- _ABOUT THIS TASK_:
Copy out every line of the records in which "hull" can be found.

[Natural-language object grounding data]
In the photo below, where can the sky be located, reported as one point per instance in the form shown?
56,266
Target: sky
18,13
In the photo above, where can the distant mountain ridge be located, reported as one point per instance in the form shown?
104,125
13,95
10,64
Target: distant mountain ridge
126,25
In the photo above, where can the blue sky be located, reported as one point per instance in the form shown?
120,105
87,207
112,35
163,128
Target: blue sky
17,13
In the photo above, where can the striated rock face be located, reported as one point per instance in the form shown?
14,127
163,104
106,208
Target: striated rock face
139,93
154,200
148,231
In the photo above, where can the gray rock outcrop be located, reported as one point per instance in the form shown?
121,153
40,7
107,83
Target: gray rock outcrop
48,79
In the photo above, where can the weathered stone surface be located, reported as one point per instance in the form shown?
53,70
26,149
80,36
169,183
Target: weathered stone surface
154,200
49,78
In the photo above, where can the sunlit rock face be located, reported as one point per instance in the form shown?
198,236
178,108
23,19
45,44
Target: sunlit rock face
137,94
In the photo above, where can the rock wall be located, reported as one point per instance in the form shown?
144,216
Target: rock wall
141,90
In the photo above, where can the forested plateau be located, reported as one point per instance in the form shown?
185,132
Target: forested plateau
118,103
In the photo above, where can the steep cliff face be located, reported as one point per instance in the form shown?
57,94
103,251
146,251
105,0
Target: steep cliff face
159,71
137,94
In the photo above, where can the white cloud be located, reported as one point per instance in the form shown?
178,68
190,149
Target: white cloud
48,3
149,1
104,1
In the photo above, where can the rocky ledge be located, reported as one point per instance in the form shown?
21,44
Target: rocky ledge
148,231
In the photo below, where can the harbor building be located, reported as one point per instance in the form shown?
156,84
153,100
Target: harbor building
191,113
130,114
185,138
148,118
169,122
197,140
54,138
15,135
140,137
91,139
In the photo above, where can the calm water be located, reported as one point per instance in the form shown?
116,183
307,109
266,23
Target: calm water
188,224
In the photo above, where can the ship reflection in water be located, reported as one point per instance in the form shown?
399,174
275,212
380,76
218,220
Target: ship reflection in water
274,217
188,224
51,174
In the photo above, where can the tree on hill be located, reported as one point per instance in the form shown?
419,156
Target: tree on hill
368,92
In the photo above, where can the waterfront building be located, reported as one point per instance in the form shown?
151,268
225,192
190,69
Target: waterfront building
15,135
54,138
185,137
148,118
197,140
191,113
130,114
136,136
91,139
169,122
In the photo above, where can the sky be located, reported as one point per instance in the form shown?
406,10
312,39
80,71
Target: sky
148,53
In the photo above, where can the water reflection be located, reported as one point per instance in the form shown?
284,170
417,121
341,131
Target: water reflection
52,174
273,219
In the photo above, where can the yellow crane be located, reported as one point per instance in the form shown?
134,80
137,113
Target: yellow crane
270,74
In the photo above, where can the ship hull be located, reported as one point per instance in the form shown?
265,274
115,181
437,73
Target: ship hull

- _WORKED SOLUTION_:
In the photo above, where can the ship hull be located, reported as one point per instance in the form shown?
Target: ship hull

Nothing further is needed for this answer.